# [WHAT YOU WILL DO]
Reproduce every record verbatim but drop the pictures.

[THE DATA Boundary: Start]

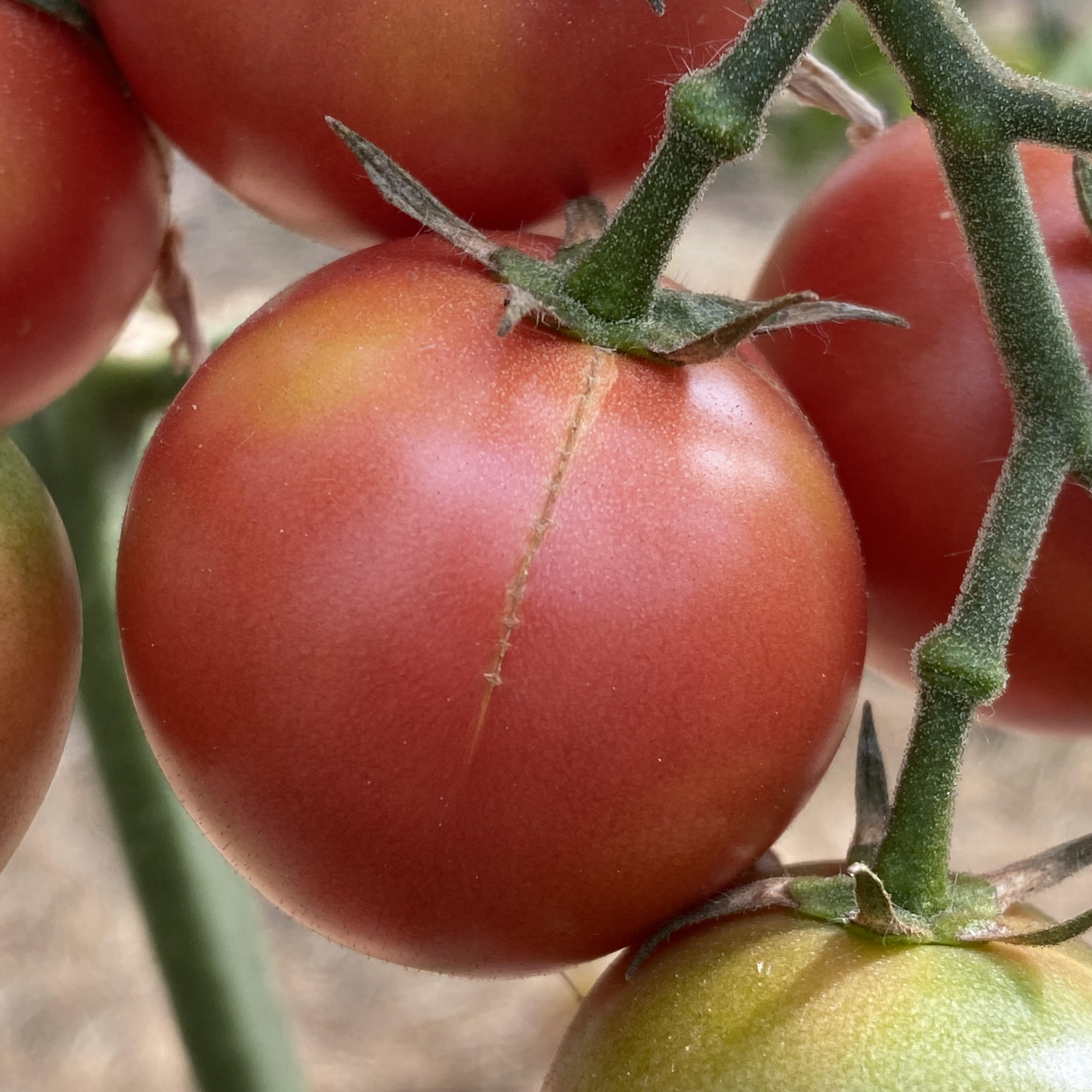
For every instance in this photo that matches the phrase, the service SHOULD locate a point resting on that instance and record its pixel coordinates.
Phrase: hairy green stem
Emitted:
(714, 116)
(976, 108)
(202, 919)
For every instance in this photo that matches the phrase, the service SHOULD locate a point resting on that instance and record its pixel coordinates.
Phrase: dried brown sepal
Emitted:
(402, 190)
(175, 290)
(816, 312)
(873, 802)
(819, 86)
(519, 303)
(1015, 883)
(762, 895)
(585, 220)
(752, 318)
(876, 912)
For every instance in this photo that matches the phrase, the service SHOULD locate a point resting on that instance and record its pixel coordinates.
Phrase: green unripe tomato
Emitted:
(40, 644)
(774, 1003)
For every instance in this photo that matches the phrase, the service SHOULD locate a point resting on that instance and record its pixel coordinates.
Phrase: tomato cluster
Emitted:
(86, 195)
(918, 422)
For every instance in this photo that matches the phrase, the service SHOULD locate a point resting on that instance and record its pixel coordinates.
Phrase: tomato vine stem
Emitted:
(714, 116)
(976, 109)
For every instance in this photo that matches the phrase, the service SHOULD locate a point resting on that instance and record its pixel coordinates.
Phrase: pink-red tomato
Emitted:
(918, 422)
(483, 654)
(504, 108)
(40, 644)
(774, 1003)
(84, 199)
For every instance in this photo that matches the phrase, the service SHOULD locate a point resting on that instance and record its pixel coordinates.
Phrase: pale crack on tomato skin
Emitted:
(594, 381)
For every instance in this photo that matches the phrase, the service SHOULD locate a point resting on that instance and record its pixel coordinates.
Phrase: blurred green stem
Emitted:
(202, 918)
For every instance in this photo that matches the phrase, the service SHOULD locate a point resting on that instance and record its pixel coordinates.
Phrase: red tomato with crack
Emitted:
(918, 422)
(84, 196)
(40, 644)
(483, 654)
(503, 109)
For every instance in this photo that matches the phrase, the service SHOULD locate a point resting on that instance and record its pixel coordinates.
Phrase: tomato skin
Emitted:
(505, 110)
(40, 644)
(90, 188)
(320, 550)
(918, 422)
(772, 1003)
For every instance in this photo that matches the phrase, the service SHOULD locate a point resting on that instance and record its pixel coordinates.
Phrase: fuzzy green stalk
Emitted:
(714, 116)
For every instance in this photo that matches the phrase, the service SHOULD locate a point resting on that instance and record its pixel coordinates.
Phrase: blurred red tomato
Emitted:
(40, 644)
(483, 654)
(504, 109)
(84, 201)
(918, 422)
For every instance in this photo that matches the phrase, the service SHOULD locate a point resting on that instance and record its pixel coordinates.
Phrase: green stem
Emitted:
(714, 116)
(68, 11)
(202, 919)
(976, 108)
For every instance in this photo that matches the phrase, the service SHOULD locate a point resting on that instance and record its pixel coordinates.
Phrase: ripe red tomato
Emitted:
(776, 1002)
(918, 421)
(480, 654)
(505, 110)
(86, 203)
(40, 641)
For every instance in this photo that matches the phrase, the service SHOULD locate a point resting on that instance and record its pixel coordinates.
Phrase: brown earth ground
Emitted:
(81, 1003)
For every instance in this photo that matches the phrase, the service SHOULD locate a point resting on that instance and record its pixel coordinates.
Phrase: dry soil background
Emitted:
(81, 1005)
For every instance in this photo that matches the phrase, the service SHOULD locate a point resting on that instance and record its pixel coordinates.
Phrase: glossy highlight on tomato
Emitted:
(505, 110)
(84, 199)
(918, 422)
(772, 1003)
(40, 644)
(483, 654)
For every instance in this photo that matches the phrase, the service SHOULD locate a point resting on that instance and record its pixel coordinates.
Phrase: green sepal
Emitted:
(677, 328)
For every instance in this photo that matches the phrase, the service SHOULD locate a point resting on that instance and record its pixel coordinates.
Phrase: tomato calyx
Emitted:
(852, 895)
(679, 328)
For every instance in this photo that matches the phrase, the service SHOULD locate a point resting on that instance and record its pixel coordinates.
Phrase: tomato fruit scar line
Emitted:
(592, 380)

[THE DATA Boundary: End]

# [EXERCISE RESPONSE]
For every instance in this photo that matches the phrase, the service SHOULD locate a point resting on that instance and record its pixel coordinates.
Phrase: hairy green stem
Emitted:
(714, 116)
(976, 108)
(202, 919)
For every instance in this photo that matches the phrase, the service SHOULD locate a point resting on that instance and record its pixel coordinates.
Phrase: dried brown sepal
Emitted:
(402, 190)
(175, 290)
(816, 312)
(873, 802)
(819, 86)
(519, 303)
(1015, 883)
(762, 895)
(585, 220)
(752, 318)
(876, 912)
For every instance in this photo that matches the phrase, the service SHOULD locate a point resting on that instance and record its pixel coordinates.
Phrase: green unripe tomato
Emitted:
(40, 644)
(774, 1003)
For every instance in this photo that matches the phrase, the service SHOULD locate a point resting on that instance and record its pixel coordinates.
Phrase: tomato cluster
Emitted:
(86, 195)
(918, 422)
For every instance in this photo that matches the phrase, the service SHOULD locate a point resting on that instance and record its pixel coordinates.
Phrase: tomato vine stem
Emitted:
(714, 116)
(976, 109)
For every instance in this photo that matches the phrase, the service SHOULD locate a point resting on that instance and record its pixel coordinates.
Phrase: pink-red tomato
Emitted:
(918, 422)
(483, 654)
(504, 108)
(40, 644)
(774, 1003)
(84, 199)
For every instance in this photo that matches the phrase, the service SHOULD locate a point resting on that instance and record its pixel coordinates.
Phrase: pale crack on tomato skin
Emitted:
(594, 381)
For every instance in this photo that matches the phrase, the service SHOULD locate a point resting on that instance and record its pixel coordinates.
Phrase: blurred green stem
Emitted:
(202, 918)
For every instance in this photo that matches the phrase, the service SHOULD locate a point resting on that instance and record its pixel coordinates.
Phrase: red tomato with crack
Emitted:
(918, 422)
(84, 196)
(40, 644)
(483, 654)
(503, 109)
For every instance in this photo that matches the phrase, the service SHOULD locate a point resting on that instance and record its pixel coordinates.
Phrase: tomato skin
Emitted:
(505, 110)
(40, 644)
(90, 188)
(320, 550)
(918, 422)
(772, 1003)
For every instance in this photo that matches the phrase, the service SHOULD locate a point resting on that instance and record its pixel coordinates.
Phrase: fuzzy green stalk
Emitted:
(714, 116)
For every instance in this photo that matches the phrase, the service SHOULD locate a point resting on that instance and record its pixel coordinates.
Phrase: blurred red tomato
Emitted:
(40, 644)
(483, 654)
(504, 109)
(84, 201)
(918, 422)
For every instance in this photo that matches the phrase, the service SHOULD locate a point resting on that instance and record its pixel coordinates.
Phrase: green stem
Emitted:
(714, 116)
(68, 11)
(202, 919)
(976, 108)
For every instance in this photo that matches the phrase, the service SHOULD locate a point resting on that instance and record its pixel coordinates.
Phrase: ripe red tomato
Emitted:
(776, 1002)
(918, 421)
(480, 654)
(505, 110)
(86, 203)
(40, 641)
For every instance in this photo that matches the phrase, the service SHOULD locate a point resting on that instance and record its pixel coordinates.
Phrase: brown earth ground
Emitted:
(81, 1003)
For every instance in this photo that matches the phrase, the service SHOULD locate a point resting on that instance and record its pixel coordinates.
Phrase: dry soil background
Emitted:
(81, 1005)
For every instance in this photo that matches the phrase, the service SHOULD locate a point resting on that instance and record its pixel coordinates.
Phrase: glossy highlight on tomato
Emitted:
(505, 110)
(84, 199)
(918, 422)
(772, 1003)
(40, 644)
(483, 654)
For every instance in this photo that matches the phrase, the service SHOULD locate a point resting on that instance and record its pixel coordinates.
Phrase: green sepal
Emitted:
(677, 328)
For every instance in this photo that matches the phrase, the service SHOULD locate a point resting on that instance and record its pixel coordinates.
Phrase: tomato calyx
Emitted:
(852, 895)
(679, 328)
For every instance in this photo that matches the phrase, the service SHOULD locate a point resting on that instance and record its pixel coordinates.
Phrase: tomato fruit scar line
Emitted:
(592, 380)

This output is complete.